Action item: Reproduce word for word the passage of the blog post below, starting at "Rookie Magazine launched" and ending at "phone or laptop.".

*** Excerpted text Section Begins ***

Blogger's Anthem
April 5th, 2026
I remember using the internet before I could even really read. I would dictate to my mom to search for Sonic the Hedgehog fanpages, and click around looking at the art therein. I’d call her over again and again to read things out loud to me when there weren’t any more pictures to give context. I remember spending what felt like endless hours pouring over pages and pages of Neopets; reading through years of comics on the Neopian times, archives of forgotten sitewide events, and surfing users’ profiles and pet pages.
Rookie Magazine launched when I was 13, and I was a daily reader through late 2015-ish. It was the first actual blog I ever got invested in. I still spend time browsing it on the wayback machine when I need some comfort. I was a Tumblr user off and on from 2012 to 2022. I got a lot of Twitter followers for posting good furry art when I was in college. My life circumstances in 2020 drove me actually crazy and made me choose to quit posting on one platform, then another, then another. Sharing had stopped being fun and voluntary a long time ago, and I felt worse and worse any time I opened a feed on my phone or laptop.
I found out about Neocities in 2020, and at first thought I ought to use it to make a portfolio website for myself. I had a pinch of html knowledge from my personal history on the net, but not enough to put something significant together. I procrastinated on that and just went surfing other folks’ sites from time to time for a couple years. I found out more about the web revival movement, and the perspectives people were bringing to their personal sites. This motivated me, and eventually, I started picking at code again, and over a few years of trying, learned enough to build a site from scratch myself. I spent a long while making different layouts and trying to figure out what I would actually use my site for once it was up.
I still don’t know what the point or significance of all this will be, but I’ve decided a couple things:
- This is not a professional portfolio for my work. I would rather make anything but that right now.
- I need a place to express myself and feel safe doing so. I’ve had a lot of problems with this that range from needless pretensions to actual real-life trauma. So consider this Cognitive Behavioral Therapy in html form.
- I just want to challenge myself to stay consistent, even when I don’t want to.

*** Excerpted text Section Ends ***
*** Record extracts Section Begins ***

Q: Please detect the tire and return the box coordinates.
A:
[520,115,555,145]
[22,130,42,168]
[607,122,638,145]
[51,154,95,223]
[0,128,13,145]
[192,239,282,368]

*** Record extracts Section Ends ***

Exercise result:
Rookie Magazine launched when I was 13, and I was a daily reader through late 2015-ish. It was the first actual blog I ever got invested in. I still spend time browsing it on the wayback machine when I need some comfort. I was a Tumblr user off and on from 2012 to 2022. I got a lot of Twitter followers for posting good furry art when I was in college. My life circumstances in 2020 drove me actually crazy and made me choose to quit posting on one platform, then another, then another. Sharing had stopped being fun and voluntary a long time ago, and I felt worse and worse any time I opened a feed on my phone or laptop.